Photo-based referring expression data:

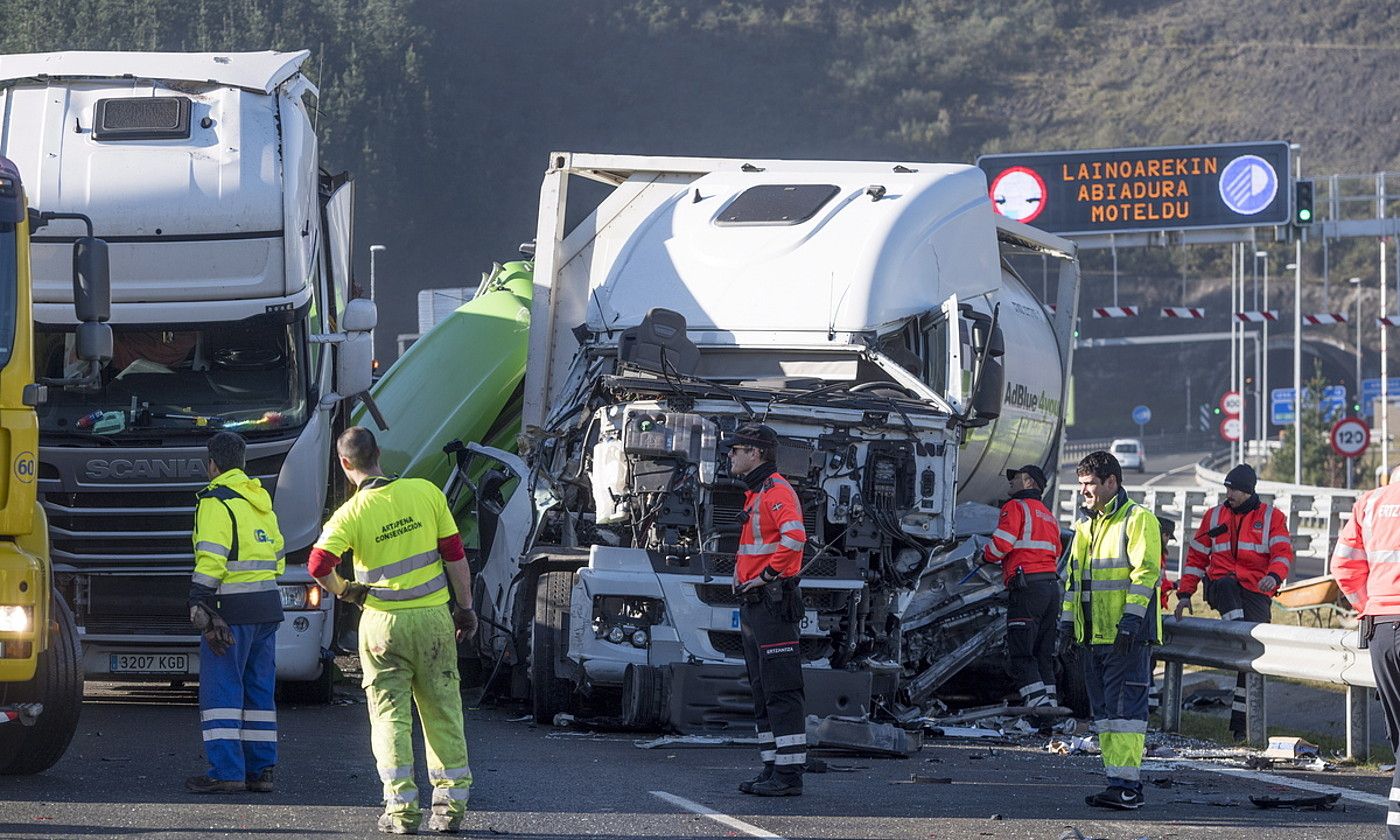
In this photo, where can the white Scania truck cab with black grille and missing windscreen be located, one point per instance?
(230, 253)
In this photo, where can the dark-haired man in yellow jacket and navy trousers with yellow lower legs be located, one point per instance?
(1111, 607)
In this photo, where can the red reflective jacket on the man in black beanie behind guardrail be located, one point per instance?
(1251, 547)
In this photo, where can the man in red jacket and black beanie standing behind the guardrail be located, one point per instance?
(1244, 552)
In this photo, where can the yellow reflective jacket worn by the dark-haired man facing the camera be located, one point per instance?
(1115, 569)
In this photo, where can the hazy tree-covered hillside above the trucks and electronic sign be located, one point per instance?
(446, 110)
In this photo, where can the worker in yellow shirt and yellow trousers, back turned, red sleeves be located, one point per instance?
(407, 549)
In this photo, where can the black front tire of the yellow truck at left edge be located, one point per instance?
(58, 685)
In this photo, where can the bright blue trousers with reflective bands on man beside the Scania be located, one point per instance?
(236, 703)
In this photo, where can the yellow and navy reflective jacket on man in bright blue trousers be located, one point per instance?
(239, 549)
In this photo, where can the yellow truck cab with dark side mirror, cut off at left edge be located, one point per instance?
(41, 663)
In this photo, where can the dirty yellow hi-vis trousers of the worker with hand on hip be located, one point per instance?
(411, 654)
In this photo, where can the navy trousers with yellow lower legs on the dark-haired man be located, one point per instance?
(1118, 698)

Prompt:
Output every record above exactly, leaving out the pictures.

Task answer:
In this photo, where can the white Scania truck cab with black grille and missing windscreen be located, one point per instance?
(230, 253)
In this photo, where can the dark-haired man in yellow jacket and navy trousers with yellow lower legs be located, one point per instance?
(1111, 607)
In this photo, where can the red reflective jacket on the man in black beanie behind guardrail be located, one point per instance?
(1251, 547)
In this photo, where can the man in red jacket and black beanie standing behind the guardrail be located, one point per instance?
(1244, 552)
In this photo, where can the yellow reflective jacket worn by the dark-haired man facing the camera be located, one point per instance?
(1115, 569)
In this photo, where can the hazy tree-covered hillside above the trucks and electronic sign be located, one point per instance?
(446, 110)
In this photo, where can the worker in yellow shirt and yellow trousers, back turned, red sleeves be located, one point per instance?
(407, 549)
In this photo, where can the black front tire of the yellow truck at left edge be located, one point per instance?
(58, 685)
In this photo, where can the bright blue trousers with reflective bands on man beside the Scania be located, one point per instance?
(236, 703)
In this photo, where can the yellow and navy reflective jacket on man in bright blue trousers be located, one point per instance?
(239, 549)
In this photo, where can the yellow truck cab with dark side mirror, cut off at left edge be located, one point per instance?
(41, 663)
In this photo, where can the dirty yellow hi-vis trousers of the worker with hand on hip be located, one point per instance?
(411, 654)
In this photo, where can the navy trousers with yellow lower legs on the dark-haired man be located, one point per instance?
(1118, 698)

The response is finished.